Skip to content

Latest commit



106 lines (78 loc) · 9.85 KB

File metadata and controls

106 lines (78 loc) · 9.85 KB

A Deep Reinforcement Learning algorithm for Swarm Robotics

Thesis report:

1. Requirements

To run the code, the following requirements should be met. The code has not been tested with earlier or later versions of software and libraries described below, thus forward and backward compatibilities are not guaranteed, however, they are expected.

  • The simulation software V-REP educational version 3.5.

  • A CUDA-enabled graphics processing unit.

  • The TensorFlow machine learning library for Python, version 1.3.0 as well as Python programming language, version 3.6.

  • Other necessary libraries are matplotlib (2.2.2), numpy (1.14.2) and scipy (1.1.0).

  • Windows 64bit, Linux 64bit or Mac OSX operating system.

2. Usage

As the first step before running the code - either the training or the evaluation code - it is necessary to execute V-REP and set port 19999 for the communication between the Python code and the software. This can be done by inputting the following command into the console:

Windows:      start vrep.exe -gREMOTEAPISERVERSERVICE_19999_FALSE_TRUE

2.1 Training

Before running the training file, the user needs to define all options related to the training by editing the file and changing the values of its global variables. Such global variables are described in the following tables. The file can be ran by executing the command "python" in the console.

Restore options
Name of global variable Description Type
restore_model Initialize the weights of the network from a saved model boolean
restore_em Initialize the experience memory from a saved results file boolean
path_to_model_to_restore Path to the saved model from which the weights of the network will be restored string
path_to_results_to_restore Path to the results file from which the experience replay memory will be restored string
Save options
Name of global variable Description Type
save_model_frequency Frequency (in episodes) of saving models integer
max_to_keep Limit of models to keep saved in disk. Older models are replaced with new ones once this limit is exceeded integer
path_to_model_to_save Path to the model file which will be saved during training string
path_to_results_to_save Path to the results file which will be saved at the end of the training string
Stage options
Name of global variable Description Type
num_agents Number of agents used for training integer
num_episodes Number of episodes for the stage integer
max_discrepancy Discrepancy above which the episode is finished integer
min_discrepancy Discrepancy below which the episode is finished integer
steps_limit Number of steps in each episode integer
desired_distance Desired distance l in meters float
task Task ID. 0: dispersion 1: square formation 2: aggregation 3: chain formation integer
Experience replay memory and Boltzmann exploration and exploitation options
Name of global variable Description Type
em_capacity Experience replay memory capacity integer
alpha Exponent alpha float
beta Initial value of the exponent beta float
final_beta Final value of the exponent beta float
initial_b_temperature Initial Boltzmann temperature float
final_b_temperature Final Boltzmann temperature float
Network options
Name of global variable Description Type
training_frequency Frequency (in time steps) at which the network is trained integer
batch_size Batch size used to train the network integer
time_steps Number of time steps used for the LSTM cell integer
lstm_units Number of units of which the LSTM cell is comprised integer
num_neurons Number of neurons of the multi-layer perceptron Example: [50, 50] means two layers containing 50 neurons each list
copy_weights_frequency Frequency (in time steps) at which the weights are copied from online network to target network integer
discount_factor Discount factor of the deep reinforcement learning algorithm float
learning_rate Learning rate of the optimization algorithm float

3.2 Evaluation

Similarly, before running the file, it is necessary to edit the file by changing the global variables (table below) according to how the user chooses to perform the evaluation. After this has been done, the evaluation file can be run by executing "python" in the console.

EXTRACTED RECORDS:
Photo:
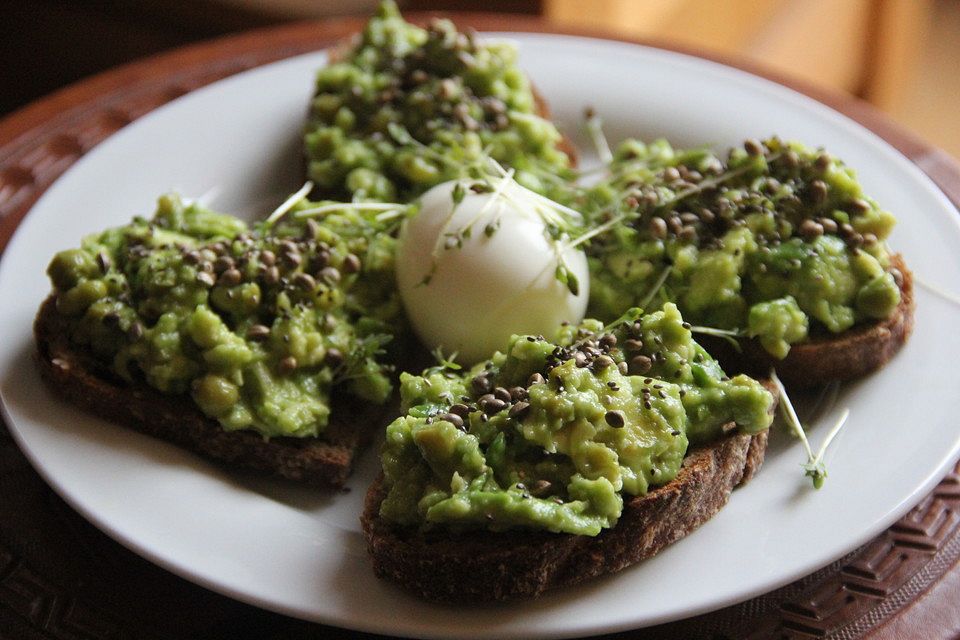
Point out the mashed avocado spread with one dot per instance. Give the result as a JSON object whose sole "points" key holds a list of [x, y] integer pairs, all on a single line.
{"points": [[406, 108], [778, 243], [553, 434], [257, 326]]}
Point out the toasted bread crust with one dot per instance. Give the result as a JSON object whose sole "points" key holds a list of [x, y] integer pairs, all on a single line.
{"points": [[846, 356], [479, 565], [76, 377]]}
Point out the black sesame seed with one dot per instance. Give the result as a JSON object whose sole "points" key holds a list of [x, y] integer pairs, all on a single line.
{"points": [[288, 364], [334, 357], [615, 419], [519, 410], [453, 419], [640, 364]]}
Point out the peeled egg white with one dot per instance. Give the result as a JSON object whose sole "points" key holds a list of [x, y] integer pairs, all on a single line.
{"points": [[490, 287]]}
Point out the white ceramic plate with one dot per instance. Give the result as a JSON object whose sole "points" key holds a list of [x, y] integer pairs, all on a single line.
{"points": [[300, 552]]}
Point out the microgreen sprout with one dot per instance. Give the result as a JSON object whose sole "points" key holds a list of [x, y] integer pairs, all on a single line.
{"points": [[444, 363], [814, 467], [710, 183], [730, 335], [386, 207], [932, 288], [655, 289], [289, 203], [594, 126]]}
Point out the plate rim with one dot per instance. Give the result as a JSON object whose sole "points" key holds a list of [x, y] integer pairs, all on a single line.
{"points": [[199, 579]]}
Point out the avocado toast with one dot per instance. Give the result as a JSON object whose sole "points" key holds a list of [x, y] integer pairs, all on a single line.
{"points": [[263, 348], [775, 249], [556, 461], [434, 562]]}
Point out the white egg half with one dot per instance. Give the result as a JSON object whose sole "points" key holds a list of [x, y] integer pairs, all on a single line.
{"points": [[471, 298]]}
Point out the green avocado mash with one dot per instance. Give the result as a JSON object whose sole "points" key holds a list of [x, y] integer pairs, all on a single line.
{"points": [[406, 108], [777, 243], [553, 434], [257, 326]]}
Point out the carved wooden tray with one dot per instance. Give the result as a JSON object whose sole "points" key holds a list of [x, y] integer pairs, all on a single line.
{"points": [[61, 578]]}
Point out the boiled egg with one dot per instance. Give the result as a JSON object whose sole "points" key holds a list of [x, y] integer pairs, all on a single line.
{"points": [[478, 264]]}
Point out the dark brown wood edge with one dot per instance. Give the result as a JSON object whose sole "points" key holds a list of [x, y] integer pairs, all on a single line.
{"points": [[874, 584]]}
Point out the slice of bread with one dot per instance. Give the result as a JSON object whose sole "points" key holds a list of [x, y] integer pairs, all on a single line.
{"points": [[476, 566], [824, 358], [79, 378]]}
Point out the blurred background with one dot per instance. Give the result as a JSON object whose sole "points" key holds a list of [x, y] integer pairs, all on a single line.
{"points": [[902, 56]]}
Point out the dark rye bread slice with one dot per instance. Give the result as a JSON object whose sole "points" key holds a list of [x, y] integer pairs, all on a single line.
{"points": [[78, 378], [479, 565], [846, 356]]}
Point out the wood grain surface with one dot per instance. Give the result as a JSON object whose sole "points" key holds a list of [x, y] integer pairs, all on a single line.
{"points": [[62, 578]]}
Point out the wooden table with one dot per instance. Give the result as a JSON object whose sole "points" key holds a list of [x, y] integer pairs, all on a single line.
{"points": [[61, 578]]}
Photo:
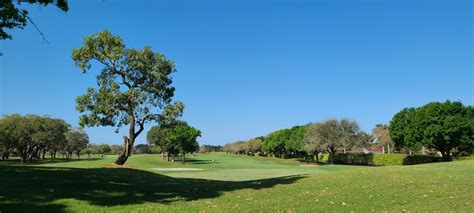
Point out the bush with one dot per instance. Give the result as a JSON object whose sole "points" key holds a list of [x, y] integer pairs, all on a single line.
{"points": [[354, 158], [419, 159], [388, 159], [383, 159]]}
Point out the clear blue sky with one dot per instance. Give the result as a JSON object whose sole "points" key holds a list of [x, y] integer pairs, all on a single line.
{"points": [[247, 68]]}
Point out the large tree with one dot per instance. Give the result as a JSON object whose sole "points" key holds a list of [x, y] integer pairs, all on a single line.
{"points": [[333, 134], [76, 141], [402, 131], [13, 17], [133, 86], [184, 136], [445, 127]]}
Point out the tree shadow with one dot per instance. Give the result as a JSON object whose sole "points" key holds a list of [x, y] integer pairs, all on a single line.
{"points": [[27, 188], [197, 161], [45, 161]]}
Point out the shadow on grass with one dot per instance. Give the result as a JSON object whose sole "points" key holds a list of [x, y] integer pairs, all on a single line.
{"points": [[197, 161], [29, 188], [17, 161]]}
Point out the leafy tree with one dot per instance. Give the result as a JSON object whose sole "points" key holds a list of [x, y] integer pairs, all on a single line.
{"points": [[275, 142], [77, 140], [295, 141], [9, 133], [402, 131], [184, 136], [133, 86], [157, 135], [12, 17], [254, 146], [143, 148], [333, 134], [116, 149], [445, 127], [105, 148], [51, 135], [382, 137]]}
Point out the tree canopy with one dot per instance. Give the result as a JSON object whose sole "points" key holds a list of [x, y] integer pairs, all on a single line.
{"points": [[333, 134], [133, 87], [445, 127]]}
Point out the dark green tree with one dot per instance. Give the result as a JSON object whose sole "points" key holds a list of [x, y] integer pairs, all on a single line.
{"points": [[76, 141], [402, 131], [333, 134], [185, 138], [133, 86], [445, 127], [13, 17]]}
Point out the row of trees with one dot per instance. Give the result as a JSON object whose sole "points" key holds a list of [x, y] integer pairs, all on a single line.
{"points": [[445, 127], [210, 148], [250, 147], [311, 139], [32, 136], [173, 138]]}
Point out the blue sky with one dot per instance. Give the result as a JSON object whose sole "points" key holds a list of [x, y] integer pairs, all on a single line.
{"points": [[247, 68]]}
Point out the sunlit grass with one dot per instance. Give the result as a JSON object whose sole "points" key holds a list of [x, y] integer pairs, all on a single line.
{"points": [[234, 183]]}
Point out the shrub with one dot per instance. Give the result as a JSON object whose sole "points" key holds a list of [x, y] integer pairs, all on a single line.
{"points": [[383, 159], [354, 158], [388, 159], [419, 159]]}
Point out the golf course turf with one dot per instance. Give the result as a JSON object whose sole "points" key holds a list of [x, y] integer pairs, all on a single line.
{"points": [[226, 182]]}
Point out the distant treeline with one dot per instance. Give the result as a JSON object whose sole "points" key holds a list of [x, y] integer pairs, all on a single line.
{"points": [[439, 129]]}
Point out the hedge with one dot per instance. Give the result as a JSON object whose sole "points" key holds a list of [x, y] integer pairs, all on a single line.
{"points": [[383, 159], [354, 159]]}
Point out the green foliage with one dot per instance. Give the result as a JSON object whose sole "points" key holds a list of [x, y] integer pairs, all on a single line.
{"points": [[143, 149], [275, 142], [388, 159], [210, 148], [184, 136], [446, 127], [419, 159], [105, 148], [234, 183], [383, 159], [13, 17], [32, 135], [381, 135], [333, 134], [354, 158], [133, 87], [77, 140]]}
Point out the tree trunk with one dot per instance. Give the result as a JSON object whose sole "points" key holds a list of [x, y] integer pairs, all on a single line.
{"points": [[127, 147]]}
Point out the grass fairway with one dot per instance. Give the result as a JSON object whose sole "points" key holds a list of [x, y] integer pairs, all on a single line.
{"points": [[233, 183]]}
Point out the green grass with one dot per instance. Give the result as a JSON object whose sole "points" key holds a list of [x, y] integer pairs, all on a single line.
{"points": [[233, 183]]}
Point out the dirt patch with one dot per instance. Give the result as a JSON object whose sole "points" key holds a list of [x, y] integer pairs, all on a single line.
{"points": [[177, 169]]}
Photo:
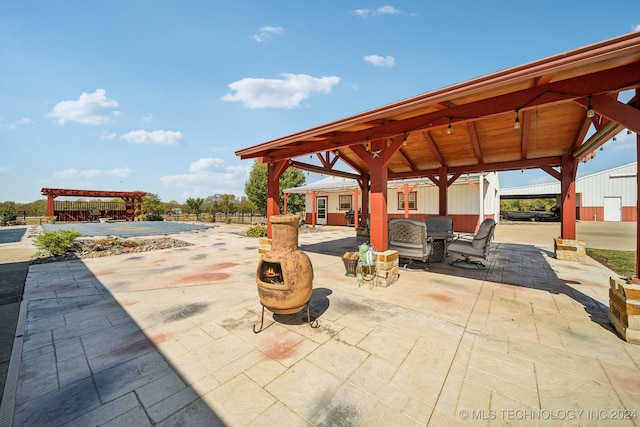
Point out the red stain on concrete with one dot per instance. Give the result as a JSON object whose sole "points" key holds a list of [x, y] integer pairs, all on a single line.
{"points": [[281, 350], [127, 303], [440, 297], [206, 277], [158, 338], [224, 265], [105, 273]]}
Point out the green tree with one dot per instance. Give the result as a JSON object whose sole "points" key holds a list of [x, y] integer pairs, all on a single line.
{"points": [[227, 203], [195, 204], [151, 204], [256, 187], [7, 212], [244, 204]]}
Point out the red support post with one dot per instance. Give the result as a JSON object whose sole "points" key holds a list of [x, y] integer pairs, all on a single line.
{"points": [[274, 172], [355, 193], [443, 187], [568, 197], [635, 279]]}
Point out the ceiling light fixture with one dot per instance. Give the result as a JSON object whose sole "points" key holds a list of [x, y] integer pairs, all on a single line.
{"points": [[590, 112]]}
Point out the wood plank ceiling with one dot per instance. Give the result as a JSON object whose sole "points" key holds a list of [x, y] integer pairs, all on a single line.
{"points": [[470, 127]]}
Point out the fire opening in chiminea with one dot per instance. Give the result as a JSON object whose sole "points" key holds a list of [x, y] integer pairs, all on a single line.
{"points": [[271, 272], [285, 274]]}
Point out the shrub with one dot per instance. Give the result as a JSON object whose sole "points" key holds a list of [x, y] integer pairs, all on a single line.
{"points": [[56, 242], [257, 231]]}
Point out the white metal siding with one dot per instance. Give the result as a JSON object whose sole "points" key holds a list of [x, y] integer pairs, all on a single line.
{"points": [[618, 182]]}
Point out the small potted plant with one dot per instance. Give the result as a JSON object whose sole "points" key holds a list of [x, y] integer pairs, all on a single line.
{"points": [[350, 260]]}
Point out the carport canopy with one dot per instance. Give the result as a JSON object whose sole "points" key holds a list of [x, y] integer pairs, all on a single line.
{"points": [[536, 115]]}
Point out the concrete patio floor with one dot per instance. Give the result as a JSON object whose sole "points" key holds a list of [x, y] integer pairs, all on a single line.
{"points": [[165, 338]]}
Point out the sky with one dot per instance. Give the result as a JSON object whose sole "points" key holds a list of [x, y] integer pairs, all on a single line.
{"points": [[157, 96]]}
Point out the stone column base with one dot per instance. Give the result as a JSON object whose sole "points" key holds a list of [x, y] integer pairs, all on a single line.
{"points": [[569, 250], [624, 302]]}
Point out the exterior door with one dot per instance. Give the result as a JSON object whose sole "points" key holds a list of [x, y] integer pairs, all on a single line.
{"points": [[613, 209], [321, 211]]}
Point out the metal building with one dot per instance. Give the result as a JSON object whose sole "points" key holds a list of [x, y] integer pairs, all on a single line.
{"points": [[610, 195], [472, 197]]}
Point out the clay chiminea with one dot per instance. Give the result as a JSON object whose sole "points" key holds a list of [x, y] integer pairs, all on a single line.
{"points": [[284, 274]]}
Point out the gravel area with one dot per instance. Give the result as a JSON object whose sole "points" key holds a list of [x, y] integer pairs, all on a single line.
{"points": [[95, 248]]}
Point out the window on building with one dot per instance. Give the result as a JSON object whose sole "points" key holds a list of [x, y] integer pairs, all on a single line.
{"points": [[413, 197], [345, 203]]}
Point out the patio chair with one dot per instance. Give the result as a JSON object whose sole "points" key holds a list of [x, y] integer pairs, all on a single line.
{"points": [[477, 247], [409, 237]]}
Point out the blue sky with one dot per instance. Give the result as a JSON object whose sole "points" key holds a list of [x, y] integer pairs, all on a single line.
{"points": [[157, 95]]}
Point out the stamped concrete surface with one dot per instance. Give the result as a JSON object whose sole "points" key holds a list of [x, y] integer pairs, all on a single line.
{"points": [[165, 338]]}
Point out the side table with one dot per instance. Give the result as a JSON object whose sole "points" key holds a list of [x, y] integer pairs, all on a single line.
{"points": [[367, 273]]}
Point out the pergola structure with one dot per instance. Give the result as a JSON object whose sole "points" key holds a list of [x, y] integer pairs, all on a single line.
{"points": [[129, 197], [537, 115]]}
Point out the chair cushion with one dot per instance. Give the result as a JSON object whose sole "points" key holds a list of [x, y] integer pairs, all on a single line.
{"points": [[480, 239]]}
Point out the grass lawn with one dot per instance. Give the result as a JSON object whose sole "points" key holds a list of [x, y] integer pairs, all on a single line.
{"points": [[621, 262]]}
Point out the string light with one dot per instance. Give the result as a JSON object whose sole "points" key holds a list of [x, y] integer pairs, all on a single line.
{"points": [[590, 112]]}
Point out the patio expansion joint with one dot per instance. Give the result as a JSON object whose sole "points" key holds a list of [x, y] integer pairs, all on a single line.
{"points": [[465, 330], [11, 384]]}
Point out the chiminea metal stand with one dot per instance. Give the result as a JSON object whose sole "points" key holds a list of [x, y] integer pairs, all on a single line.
{"points": [[313, 324]]}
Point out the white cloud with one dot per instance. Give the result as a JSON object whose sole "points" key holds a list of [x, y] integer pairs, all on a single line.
{"points": [[15, 125], [108, 136], [380, 61], [159, 137], [384, 10], [286, 93], [75, 174], [209, 176], [206, 164], [90, 109], [267, 32]]}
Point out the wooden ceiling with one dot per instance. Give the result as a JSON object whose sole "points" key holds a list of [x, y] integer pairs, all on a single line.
{"points": [[469, 127]]}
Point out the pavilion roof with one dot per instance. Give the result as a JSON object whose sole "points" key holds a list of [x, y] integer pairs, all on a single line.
{"points": [[470, 126]]}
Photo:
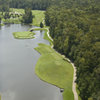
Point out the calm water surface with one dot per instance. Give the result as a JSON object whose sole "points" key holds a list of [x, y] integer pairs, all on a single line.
{"points": [[17, 63]]}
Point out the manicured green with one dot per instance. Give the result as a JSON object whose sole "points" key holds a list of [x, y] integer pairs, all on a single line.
{"points": [[79, 98], [12, 20], [55, 69], [24, 35], [45, 34], [1, 24]]}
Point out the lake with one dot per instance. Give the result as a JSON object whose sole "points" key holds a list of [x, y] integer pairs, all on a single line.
{"points": [[17, 63]]}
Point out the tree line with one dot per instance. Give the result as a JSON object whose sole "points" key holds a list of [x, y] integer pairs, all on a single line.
{"points": [[76, 32]]}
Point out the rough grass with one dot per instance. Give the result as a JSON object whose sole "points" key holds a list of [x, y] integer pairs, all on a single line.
{"points": [[52, 68], [39, 15], [79, 98], [45, 34], [24, 35], [12, 20]]}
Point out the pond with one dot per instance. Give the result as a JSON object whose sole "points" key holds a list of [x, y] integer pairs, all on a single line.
{"points": [[17, 63]]}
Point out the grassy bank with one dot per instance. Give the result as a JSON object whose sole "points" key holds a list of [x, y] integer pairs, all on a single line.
{"points": [[45, 34], [55, 69], [24, 35]]}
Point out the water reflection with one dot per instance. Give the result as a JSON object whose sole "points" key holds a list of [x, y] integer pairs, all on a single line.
{"points": [[17, 62]]}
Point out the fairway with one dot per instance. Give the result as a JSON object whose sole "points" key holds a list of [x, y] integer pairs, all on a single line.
{"points": [[55, 69], [24, 35]]}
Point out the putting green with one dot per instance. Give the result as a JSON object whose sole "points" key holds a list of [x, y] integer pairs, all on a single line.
{"points": [[24, 35], [55, 69]]}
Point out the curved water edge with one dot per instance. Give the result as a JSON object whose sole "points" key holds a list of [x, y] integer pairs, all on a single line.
{"points": [[17, 62]]}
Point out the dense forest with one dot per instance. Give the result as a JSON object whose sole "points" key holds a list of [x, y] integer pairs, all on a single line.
{"points": [[76, 33], [75, 28]]}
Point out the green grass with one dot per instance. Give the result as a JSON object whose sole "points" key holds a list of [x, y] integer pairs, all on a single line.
{"points": [[12, 20], [45, 34], [1, 24], [24, 35], [54, 69], [79, 98]]}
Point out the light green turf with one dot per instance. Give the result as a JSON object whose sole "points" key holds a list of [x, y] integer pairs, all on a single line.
{"points": [[12, 20], [24, 35], [39, 15], [79, 98], [1, 24], [55, 69], [45, 34]]}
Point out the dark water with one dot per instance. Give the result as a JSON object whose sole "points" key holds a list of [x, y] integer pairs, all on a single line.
{"points": [[17, 62]]}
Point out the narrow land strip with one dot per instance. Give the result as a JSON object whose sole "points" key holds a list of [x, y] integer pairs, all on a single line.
{"points": [[65, 94]]}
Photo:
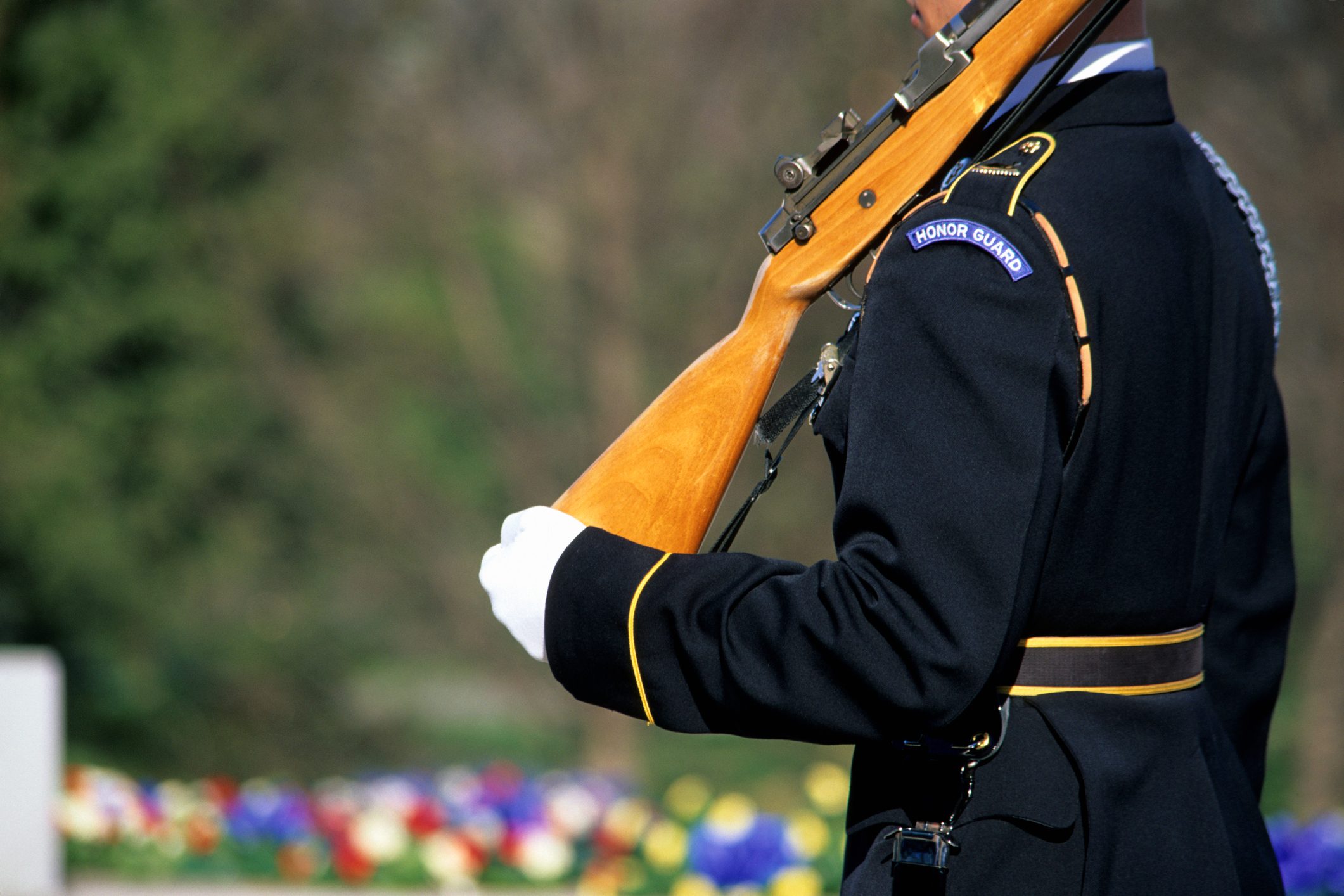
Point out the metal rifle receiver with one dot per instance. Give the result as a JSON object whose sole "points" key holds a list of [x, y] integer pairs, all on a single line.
{"points": [[809, 179]]}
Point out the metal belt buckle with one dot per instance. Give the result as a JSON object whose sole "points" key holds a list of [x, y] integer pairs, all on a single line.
{"points": [[928, 845]]}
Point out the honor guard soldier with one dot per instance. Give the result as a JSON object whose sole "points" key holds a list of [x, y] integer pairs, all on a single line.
{"points": [[1057, 621]]}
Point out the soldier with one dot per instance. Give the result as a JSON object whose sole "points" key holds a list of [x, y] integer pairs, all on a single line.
{"points": [[1061, 489]]}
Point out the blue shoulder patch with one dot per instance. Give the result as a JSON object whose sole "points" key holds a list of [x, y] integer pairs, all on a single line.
{"points": [[968, 231]]}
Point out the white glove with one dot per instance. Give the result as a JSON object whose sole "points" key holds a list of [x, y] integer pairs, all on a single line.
{"points": [[516, 573]]}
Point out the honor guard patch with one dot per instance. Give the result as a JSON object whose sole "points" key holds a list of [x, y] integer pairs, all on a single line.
{"points": [[968, 231]]}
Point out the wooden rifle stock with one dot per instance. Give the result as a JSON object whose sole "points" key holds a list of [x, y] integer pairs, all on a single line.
{"points": [[663, 478]]}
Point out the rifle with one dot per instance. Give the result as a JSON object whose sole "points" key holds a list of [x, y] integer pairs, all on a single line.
{"points": [[660, 483]]}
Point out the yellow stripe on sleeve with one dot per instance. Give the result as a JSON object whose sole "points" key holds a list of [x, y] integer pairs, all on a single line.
{"points": [[635, 660]]}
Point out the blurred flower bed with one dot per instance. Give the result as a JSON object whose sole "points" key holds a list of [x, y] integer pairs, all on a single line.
{"points": [[460, 829], [1311, 856]]}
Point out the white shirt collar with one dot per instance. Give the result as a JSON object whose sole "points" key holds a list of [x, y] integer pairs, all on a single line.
{"points": [[1098, 60]]}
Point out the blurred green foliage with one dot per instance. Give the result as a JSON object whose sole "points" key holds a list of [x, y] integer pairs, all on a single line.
{"points": [[162, 522]]}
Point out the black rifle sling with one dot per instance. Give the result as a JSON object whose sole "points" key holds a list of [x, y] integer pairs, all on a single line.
{"points": [[796, 406]]}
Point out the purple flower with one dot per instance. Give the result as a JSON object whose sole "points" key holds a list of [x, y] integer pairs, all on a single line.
{"points": [[264, 812], [753, 856], [1311, 857]]}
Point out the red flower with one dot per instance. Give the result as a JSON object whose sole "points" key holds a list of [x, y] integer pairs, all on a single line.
{"points": [[425, 819], [351, 866]]}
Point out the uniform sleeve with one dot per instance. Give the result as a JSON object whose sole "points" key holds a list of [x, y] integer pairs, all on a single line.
{"points": [[1246, 634], [950, 481]]}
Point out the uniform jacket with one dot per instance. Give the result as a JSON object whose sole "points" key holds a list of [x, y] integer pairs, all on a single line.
{"points": [[978, 506]]}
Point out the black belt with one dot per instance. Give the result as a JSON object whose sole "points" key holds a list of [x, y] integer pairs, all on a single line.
{"points": [[1127, 665]]}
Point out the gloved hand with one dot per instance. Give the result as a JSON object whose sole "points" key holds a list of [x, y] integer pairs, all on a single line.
{"points": [[516, 573]]}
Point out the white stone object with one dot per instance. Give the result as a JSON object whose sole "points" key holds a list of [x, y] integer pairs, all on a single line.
{"points": [[31, 758]]}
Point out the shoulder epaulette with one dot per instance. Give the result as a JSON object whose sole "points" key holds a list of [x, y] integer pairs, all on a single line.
{"points": [[997, 182]]}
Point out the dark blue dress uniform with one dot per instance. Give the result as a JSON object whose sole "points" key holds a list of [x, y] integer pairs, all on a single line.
{"points": [[1015, 457]]}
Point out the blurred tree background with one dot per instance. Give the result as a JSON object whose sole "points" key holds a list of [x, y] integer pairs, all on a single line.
{"points": [[300, 297]]}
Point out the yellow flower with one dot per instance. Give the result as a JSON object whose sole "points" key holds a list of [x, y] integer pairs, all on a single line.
{"points": [[380, 836], [687, 797], [664, 845], [543, 856], [808, 835], [827, 786], [798, 880], [730, 816], [694, 886], [627, 820]]}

DIRECTIONS: In the swarm robotics page, rewrite everything from "File metadata and" down to "educational version 3.5.", putting "CoppeliaSim" in place of "V-REP".

TASK SOLUTION:
File metadata and controls

106 lines (78 loc) · 9.85 KB

A Deep Reinforcement Learning algorithm for Swarm Robotics

Thesis report:

1. Requirements

To run the code, the following requirements should be met. The code has not been tested with earlier or later versions of software and libraries described below, thus forward and backward compatibilities are not guaranteed, however, they are expected.

  • The simulation software CoppeliaSim educational version 3.5.